> [Texte fourni]
Voici un texte de Bruno Clément élaborer dans le cadre de la coordination asile.
Se rencontrer, partager les expériences, analyser, construire une stratégie commune, créer un réseau suisse d’informations, de réflexions et d’actions
Introduction :
les obstacles rencontrés par les mouvements sociaux en Suisse
Par rapport aux autres pays européens, les mouvements sociaux en Suisse butent régulièrement sur deux difficultés internes.
La première est celle du « cantonalisme » qui enferme les mouvements dans des dynamiques héritées du fédéralisme politique. Si un certain nombre d’actions politiques peuvent – et doivent – se développer dans le cadre cantonal, un bon nombre de thématiques sociales recouvrent en même temps des enjeux au niveau fédéral, voire international. Le « cantonalisme » empêche ainsi souvent d’agir aux deux niveaux appropriés, le canton et le pays tout entier et bloque les mouvements sociaux tant dans leur développement que dans leur capacité à peser sur les décisions institutionnelles (Chambres et Conseil fédéral) ou patronales.
La deuxième difficulté est toujours celle des langues respectives et la faiblesse financière chronique des mouvements sociaux interdit bien souvent l’usage régulier des traductions que ce soit pour des textes ou pour des rencontres.
A ces difficultés habituelles, rapidement esquissées, s’ajoutent dans le domaine des droits des migrants trois autres difficultés spécifiques.

> [Relevé des enregistrements]
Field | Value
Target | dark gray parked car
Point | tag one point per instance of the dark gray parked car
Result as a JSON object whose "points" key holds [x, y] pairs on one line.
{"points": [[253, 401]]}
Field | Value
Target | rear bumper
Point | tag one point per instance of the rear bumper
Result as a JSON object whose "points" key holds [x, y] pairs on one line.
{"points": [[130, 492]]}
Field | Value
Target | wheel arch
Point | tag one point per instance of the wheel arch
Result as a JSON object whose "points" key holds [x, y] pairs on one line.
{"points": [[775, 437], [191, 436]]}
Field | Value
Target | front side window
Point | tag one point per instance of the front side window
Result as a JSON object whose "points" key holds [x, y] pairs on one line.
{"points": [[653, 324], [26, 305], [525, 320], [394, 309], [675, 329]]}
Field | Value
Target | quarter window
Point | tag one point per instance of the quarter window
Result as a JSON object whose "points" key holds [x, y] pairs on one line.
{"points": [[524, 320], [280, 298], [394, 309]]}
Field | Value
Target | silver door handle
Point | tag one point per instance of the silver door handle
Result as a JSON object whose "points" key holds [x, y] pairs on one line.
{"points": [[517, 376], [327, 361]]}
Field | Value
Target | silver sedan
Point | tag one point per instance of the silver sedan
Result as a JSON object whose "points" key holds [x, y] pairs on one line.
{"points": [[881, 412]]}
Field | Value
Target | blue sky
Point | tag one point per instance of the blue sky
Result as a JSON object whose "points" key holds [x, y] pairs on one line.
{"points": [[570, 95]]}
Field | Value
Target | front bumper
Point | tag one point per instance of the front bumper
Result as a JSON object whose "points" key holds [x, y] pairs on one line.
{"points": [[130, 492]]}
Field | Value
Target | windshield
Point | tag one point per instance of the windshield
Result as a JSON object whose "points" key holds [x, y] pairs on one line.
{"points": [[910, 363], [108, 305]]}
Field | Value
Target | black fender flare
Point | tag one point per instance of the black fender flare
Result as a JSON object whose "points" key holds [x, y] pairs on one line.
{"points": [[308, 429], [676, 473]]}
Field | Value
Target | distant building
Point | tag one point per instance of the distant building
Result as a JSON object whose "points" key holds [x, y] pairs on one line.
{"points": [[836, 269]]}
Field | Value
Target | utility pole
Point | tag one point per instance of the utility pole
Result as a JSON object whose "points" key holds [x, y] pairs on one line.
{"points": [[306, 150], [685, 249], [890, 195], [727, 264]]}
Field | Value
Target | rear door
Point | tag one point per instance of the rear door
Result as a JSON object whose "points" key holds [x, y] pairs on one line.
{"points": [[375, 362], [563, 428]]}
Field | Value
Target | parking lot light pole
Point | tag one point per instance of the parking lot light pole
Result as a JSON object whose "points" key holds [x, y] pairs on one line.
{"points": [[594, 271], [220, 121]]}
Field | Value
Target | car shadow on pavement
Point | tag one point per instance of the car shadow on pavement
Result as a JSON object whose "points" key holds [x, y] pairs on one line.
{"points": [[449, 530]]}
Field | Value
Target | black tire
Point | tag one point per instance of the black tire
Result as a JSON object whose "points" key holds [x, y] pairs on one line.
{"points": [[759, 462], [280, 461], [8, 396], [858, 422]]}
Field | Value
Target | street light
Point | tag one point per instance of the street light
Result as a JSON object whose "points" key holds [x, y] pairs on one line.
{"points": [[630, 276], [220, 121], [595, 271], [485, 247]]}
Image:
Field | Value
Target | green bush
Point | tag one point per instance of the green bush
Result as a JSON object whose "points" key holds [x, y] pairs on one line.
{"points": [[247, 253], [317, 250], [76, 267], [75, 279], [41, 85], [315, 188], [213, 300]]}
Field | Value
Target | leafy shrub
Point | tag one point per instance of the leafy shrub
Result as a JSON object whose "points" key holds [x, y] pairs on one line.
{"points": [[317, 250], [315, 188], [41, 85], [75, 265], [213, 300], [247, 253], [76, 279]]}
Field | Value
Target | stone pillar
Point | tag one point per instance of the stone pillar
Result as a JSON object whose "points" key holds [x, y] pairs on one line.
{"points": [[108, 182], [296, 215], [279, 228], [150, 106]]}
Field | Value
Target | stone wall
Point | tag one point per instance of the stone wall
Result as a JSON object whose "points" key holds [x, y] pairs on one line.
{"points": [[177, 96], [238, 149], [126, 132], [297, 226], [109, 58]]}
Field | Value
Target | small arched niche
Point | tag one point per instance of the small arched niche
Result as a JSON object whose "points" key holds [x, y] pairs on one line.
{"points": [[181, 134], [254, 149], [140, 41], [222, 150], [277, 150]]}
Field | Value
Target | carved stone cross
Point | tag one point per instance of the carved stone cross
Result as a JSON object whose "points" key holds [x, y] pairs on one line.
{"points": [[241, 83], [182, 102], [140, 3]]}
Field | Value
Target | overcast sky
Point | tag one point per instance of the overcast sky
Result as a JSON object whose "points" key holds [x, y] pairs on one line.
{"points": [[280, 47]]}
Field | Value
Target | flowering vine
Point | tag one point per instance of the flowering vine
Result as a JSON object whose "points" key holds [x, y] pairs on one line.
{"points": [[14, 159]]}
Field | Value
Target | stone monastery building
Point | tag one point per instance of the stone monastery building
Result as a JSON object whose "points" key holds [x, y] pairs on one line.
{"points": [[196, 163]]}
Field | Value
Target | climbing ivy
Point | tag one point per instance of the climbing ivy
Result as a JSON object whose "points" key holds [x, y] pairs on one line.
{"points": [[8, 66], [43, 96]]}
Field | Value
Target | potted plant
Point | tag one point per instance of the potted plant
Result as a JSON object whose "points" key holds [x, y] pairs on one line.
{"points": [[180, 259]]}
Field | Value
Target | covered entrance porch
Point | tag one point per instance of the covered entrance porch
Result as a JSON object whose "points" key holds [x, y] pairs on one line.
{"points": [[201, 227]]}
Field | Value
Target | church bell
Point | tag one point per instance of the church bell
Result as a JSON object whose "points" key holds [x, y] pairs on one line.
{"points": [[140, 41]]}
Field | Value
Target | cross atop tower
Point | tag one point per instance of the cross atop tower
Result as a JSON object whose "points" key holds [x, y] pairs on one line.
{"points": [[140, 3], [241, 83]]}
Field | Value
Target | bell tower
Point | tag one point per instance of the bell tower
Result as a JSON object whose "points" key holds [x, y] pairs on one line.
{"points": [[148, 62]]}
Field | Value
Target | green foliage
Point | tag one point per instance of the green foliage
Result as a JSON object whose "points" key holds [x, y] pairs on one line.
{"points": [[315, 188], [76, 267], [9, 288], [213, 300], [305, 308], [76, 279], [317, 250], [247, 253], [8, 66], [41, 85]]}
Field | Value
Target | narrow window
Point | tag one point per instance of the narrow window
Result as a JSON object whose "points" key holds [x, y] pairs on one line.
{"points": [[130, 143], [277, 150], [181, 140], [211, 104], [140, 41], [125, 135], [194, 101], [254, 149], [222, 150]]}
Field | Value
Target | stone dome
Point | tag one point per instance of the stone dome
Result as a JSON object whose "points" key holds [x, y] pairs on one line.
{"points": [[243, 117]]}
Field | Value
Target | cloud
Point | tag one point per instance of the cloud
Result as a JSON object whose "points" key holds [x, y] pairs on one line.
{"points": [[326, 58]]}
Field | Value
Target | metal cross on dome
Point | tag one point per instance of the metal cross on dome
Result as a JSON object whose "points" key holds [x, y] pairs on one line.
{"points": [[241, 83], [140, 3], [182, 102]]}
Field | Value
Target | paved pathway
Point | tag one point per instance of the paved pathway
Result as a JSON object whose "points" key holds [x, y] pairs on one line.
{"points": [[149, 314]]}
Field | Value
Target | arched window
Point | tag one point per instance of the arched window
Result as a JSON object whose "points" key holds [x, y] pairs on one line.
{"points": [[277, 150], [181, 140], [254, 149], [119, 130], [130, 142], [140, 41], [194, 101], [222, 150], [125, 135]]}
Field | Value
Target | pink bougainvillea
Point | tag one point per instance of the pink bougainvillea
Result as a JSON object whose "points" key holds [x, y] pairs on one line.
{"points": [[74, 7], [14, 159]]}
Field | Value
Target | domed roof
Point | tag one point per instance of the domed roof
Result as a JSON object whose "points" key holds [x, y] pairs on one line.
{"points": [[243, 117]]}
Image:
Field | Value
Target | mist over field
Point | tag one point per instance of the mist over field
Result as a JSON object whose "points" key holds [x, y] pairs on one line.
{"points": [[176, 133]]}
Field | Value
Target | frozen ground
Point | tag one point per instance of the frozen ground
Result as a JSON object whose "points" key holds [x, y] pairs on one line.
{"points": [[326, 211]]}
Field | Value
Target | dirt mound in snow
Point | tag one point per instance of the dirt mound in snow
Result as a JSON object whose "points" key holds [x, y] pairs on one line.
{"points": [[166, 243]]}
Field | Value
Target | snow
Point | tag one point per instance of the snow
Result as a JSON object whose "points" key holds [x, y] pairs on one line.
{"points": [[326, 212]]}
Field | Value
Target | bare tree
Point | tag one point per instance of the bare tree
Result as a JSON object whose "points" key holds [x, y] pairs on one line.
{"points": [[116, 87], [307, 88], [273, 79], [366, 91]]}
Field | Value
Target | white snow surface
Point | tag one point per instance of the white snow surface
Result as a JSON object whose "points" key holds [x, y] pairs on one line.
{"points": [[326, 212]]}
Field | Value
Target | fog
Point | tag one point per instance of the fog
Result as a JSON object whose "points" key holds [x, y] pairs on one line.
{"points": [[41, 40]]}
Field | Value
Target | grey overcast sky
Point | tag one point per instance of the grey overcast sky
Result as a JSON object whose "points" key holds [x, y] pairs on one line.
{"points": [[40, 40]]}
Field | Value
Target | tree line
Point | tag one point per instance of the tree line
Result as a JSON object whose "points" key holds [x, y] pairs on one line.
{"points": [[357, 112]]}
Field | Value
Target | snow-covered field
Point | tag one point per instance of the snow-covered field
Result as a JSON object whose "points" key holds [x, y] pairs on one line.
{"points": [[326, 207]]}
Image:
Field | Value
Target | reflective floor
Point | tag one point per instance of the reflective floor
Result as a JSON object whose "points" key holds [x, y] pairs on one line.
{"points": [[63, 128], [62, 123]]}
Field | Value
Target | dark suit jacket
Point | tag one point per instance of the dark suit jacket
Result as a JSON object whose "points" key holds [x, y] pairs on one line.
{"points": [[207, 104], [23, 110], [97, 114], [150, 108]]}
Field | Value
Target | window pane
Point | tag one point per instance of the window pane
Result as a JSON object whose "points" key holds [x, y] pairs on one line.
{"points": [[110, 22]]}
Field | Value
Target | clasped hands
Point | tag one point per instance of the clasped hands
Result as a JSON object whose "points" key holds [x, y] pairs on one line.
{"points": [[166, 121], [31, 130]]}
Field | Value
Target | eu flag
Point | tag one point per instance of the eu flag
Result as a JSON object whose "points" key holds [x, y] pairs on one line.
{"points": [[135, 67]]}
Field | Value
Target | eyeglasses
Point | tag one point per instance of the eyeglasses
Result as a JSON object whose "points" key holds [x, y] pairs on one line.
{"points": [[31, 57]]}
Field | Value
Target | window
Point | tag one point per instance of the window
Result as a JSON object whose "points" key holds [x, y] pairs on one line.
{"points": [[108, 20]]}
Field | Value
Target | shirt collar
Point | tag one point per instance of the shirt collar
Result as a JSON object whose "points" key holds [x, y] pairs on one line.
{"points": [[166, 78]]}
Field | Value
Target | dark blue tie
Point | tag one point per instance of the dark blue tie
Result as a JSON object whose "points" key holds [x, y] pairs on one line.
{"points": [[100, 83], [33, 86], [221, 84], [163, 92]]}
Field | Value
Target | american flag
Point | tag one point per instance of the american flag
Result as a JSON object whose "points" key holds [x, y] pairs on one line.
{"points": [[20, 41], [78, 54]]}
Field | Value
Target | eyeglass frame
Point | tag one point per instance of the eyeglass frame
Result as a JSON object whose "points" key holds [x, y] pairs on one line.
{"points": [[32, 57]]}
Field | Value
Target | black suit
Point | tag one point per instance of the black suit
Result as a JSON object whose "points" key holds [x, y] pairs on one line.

> [Liste des consignes]
[a] Dans le texte sur les mouvements sociaux en Suisse, relevez toutes les actions énumérées dans la phrase qui commence par « Se rencontrer ».
[b] Recopiez le passage du texte sur les mouvements sociaux en Suisse, depuis « La première est » jusqu’à « fédéral) ou patronales. » inclus.
[c] Poursuivez le texte sur les mouvements sociaux en Suisse après sa dernière phrase.

> [Réponses par consigne]
[a] Se rencontrer ; partager les expériences ; analyser ; construire une stratégie commune ; créer un réseau suisse d’informations, de réflexions et d’actions.

[b]
La première est celle du « cantonalisme » qui enferme les mouvements dans des dynamiques héritées du fédéralisme politique. Si un certain nombre d’actions politiques peuvent – et doivent – se développer dans le cadre cantonal, un bon nombre de thématiques sociales recouvrent en même temps des enjeux au niveau fédéral, voire international. Le « cantonalisme » empêche ainsi souvent d’agir aux deux niveaux appropriés, le canton et le pays tout entier et bloque les mouvements sociaux tant dans leur développement que dans leur capacité à peser sur les décisions institutionnelles (Chambres et Conseil fédéral) ou patronales.

[c]
La première est la division récurrente entre asile et immigration. Cette division se vérifie tant dans les conceptions et les analyses – qu’est ce qui est particulier, qu’est qui est commun – que dans les organisations et les actions, voire parmi les protagonistes eux-mêmes, c’est-à-dire les migrants et les nationaux engagés dans la solidarité. Cette division constitue un frein indéniable depuis plus de vingt ans au développement des luttes des migrants pour leurs droits et, de plus, rend difficile un discours unifié face aux attaques permanentes des milieux réactionnaires.
La deuxième est la coupure réelle entre les luttes menées en Suisse et celles menées à l’échelle européenne. Certes, des réseaux existent et quelques points de contacts se matérialisent, notamment depuis l’apparition des forums sociaux européens, mais cela reste très fragile, peu collectif et avec de très faibles capacités d’action commune.
Enfin, la troisième est le piège tendu par l’usage des moyens dits de démocratie directe que sont le référendum et l’initiative. Non qu’il ne faille pas utiliser ces moyens – dont la portée n’est pas la même entre référendum et initiative – mais leur utilisation bloque souvent d’autres modes d’intervention, complémentaires ou spécifiques, voire même annihile la capacité créative des mouvements sociaux dans leurs formes d’actions.
Notre projet :
des Etats généraux au niveau suisse avant
le lancement des référendums
Tenant compte de ces remarques préliminaires, la coordination asile Vaud propose à toutes les forces qui sont mobilisées pour les droits des migrants le projet d’organiser des « Etats généraux » de l’immigration et de l’asile en novembre 2005 sur deux jours.
Ce projet est issu de débats tenus au sein de la coordination asile Vaud et d’un atelier organisé dans le cadre du Forum social suisse, le 5 juin 2005 à Fribourg.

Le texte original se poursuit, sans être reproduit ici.